■ Directions ■
Change "baseball cap" to "sun hat" in the lines starting with the one containing "request: segment every instance of the blue" and going on through the end of the items. Give only those lines again, with everything else left as it is.
## BEGIN
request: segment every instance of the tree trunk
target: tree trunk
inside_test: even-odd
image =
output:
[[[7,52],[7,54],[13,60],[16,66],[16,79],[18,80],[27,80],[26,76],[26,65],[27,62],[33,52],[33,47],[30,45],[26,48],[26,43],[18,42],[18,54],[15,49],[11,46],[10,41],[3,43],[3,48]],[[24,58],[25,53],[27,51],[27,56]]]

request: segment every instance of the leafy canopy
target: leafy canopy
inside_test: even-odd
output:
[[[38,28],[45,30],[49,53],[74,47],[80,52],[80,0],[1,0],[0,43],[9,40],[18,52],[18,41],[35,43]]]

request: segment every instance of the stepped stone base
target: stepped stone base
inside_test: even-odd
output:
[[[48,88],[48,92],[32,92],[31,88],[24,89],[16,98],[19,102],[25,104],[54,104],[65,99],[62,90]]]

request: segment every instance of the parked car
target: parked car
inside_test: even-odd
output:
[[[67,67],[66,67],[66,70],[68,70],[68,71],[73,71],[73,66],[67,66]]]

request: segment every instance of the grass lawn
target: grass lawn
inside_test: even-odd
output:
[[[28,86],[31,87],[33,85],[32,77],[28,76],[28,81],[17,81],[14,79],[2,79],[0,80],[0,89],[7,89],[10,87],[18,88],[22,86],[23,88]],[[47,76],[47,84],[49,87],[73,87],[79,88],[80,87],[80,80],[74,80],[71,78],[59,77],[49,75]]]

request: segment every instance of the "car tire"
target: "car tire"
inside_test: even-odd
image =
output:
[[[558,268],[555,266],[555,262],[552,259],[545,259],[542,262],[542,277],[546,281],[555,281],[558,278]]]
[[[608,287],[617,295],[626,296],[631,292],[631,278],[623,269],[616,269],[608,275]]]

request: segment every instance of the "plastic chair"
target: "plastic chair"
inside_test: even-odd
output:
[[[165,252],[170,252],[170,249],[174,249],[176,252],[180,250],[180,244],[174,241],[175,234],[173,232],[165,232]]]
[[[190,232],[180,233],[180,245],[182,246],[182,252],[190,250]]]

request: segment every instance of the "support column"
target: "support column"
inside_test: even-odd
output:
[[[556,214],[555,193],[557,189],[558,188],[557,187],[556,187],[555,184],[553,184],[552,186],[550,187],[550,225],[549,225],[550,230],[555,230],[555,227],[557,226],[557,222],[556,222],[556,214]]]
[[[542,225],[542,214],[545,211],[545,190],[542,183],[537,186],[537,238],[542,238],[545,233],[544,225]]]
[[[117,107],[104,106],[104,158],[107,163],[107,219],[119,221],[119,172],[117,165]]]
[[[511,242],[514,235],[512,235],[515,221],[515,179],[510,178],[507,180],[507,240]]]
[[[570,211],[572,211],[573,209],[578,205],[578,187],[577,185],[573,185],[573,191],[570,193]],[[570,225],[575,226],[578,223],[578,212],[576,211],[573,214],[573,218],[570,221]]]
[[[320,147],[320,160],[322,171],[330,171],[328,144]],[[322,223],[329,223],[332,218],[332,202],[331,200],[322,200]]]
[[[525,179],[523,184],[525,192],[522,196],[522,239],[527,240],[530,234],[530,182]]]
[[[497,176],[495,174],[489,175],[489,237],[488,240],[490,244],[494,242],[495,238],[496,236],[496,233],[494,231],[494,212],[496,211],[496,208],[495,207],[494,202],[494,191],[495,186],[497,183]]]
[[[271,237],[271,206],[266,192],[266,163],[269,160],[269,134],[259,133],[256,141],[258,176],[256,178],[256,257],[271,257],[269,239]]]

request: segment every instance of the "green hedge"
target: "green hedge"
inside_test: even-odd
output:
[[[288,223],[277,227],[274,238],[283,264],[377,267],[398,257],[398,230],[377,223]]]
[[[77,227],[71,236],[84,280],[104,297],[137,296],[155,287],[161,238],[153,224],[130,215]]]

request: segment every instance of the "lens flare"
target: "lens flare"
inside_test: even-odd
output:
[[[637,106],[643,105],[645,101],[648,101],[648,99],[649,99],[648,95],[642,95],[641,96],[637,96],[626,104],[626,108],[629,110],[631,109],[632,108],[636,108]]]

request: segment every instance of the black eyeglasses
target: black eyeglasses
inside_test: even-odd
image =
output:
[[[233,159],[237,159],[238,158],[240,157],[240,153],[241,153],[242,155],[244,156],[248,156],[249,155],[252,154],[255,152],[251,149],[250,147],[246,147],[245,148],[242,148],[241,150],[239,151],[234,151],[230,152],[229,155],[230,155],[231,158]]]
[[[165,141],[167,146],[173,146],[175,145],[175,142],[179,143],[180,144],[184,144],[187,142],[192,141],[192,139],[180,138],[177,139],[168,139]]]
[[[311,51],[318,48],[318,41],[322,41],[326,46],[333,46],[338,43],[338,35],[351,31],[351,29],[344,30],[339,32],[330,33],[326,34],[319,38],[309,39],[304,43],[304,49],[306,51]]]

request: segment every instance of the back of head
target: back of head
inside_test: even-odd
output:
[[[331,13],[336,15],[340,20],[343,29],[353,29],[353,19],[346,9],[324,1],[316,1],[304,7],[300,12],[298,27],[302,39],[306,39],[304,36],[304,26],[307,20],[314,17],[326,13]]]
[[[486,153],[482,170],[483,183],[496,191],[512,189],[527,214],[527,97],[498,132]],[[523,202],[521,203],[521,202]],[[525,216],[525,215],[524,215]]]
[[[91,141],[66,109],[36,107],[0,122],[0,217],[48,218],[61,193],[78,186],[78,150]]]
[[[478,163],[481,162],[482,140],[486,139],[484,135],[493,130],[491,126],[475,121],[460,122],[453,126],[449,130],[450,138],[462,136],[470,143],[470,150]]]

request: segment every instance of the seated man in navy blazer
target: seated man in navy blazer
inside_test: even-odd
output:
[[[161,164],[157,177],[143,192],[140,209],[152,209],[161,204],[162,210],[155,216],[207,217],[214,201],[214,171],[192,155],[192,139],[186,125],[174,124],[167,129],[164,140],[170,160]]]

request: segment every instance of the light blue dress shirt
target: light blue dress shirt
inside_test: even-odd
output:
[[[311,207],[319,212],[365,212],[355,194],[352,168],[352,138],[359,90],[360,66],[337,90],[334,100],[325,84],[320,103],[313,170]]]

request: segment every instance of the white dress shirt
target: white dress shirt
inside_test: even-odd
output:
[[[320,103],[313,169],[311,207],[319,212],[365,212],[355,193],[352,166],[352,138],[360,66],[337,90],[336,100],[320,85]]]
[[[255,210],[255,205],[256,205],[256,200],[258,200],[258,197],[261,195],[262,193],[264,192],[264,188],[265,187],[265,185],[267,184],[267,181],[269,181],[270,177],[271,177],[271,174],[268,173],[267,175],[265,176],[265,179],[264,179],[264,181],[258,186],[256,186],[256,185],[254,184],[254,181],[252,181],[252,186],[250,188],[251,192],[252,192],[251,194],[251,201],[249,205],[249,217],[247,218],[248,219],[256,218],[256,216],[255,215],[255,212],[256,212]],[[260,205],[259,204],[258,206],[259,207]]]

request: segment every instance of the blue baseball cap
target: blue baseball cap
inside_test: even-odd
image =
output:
## END
■ Reply ■
request: segment every instance of the blue sun hat
target: blue sun hat
inside_test: even-odd
image =
output:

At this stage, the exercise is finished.